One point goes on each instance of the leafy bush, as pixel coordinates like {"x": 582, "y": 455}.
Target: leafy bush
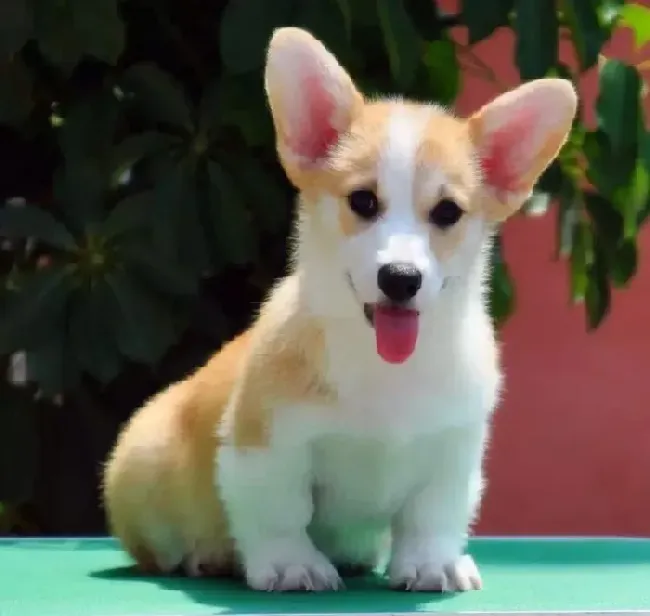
{"x": 145, "y": 214}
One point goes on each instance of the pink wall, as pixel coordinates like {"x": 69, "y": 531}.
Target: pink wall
{"x": 571, "y": 446}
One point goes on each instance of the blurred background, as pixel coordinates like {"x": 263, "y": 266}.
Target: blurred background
{"x": 144, "y": 217}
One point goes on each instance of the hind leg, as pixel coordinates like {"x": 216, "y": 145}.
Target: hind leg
{"x": 207, "y": 560}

====

(TASK TO CARRY OUT) Since the pictures are not wanted, copy only the text of the records above, exactly.

(THE ANSWER)
One point goes on each instance of the leafy bush, as pixel coordinates like {"x": 582, "y": 455}.
Target: leafy bush
{"x": 145, "y": 214}
One point goes on each instance of the pink wall, as pixel coordinates like {"x": 69, "y": 531}.
Target: pink wall
{"x": 571, "y": 446}
One point goes on each instance of the blurred background, as pixel coordinates like {"x": 263, "y": 266}.
Target: blurred background
{"x": 144, "y": 217}
One point goes on each instance of the hind leg, as pixel coordinates like {"x": 216, "y": 145}.
Target: hind leg
{"x": 207, "y": 560}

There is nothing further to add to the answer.